◆ 할 일: 아래 항목에서 "instance"라는 단어가 나오는 줄을 하나도 빠짐없이 옮겨 보여 주세요.

━━━━━━

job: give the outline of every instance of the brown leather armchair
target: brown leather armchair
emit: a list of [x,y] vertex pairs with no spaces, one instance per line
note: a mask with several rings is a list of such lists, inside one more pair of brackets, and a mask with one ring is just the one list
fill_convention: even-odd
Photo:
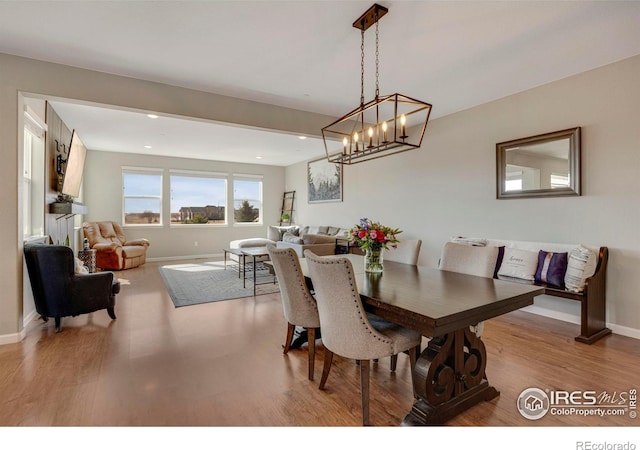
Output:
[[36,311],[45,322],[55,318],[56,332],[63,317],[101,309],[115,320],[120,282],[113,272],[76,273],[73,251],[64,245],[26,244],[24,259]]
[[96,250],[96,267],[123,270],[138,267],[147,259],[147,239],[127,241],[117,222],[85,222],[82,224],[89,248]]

━━━━━━

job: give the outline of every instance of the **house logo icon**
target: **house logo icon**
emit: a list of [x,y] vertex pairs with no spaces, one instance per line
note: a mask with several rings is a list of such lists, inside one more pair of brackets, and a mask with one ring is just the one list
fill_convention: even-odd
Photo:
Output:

━━━━━━

◆ 답변:
job: give the outline of every instance of the brown leather armchair
emit: a list of [x,y] vertex pairs with no spaces, one instance per line
job: give the outline of every instance of the **house logo icon**
emit: a list of [x,y] vertex pairs with no spaces, one instance per line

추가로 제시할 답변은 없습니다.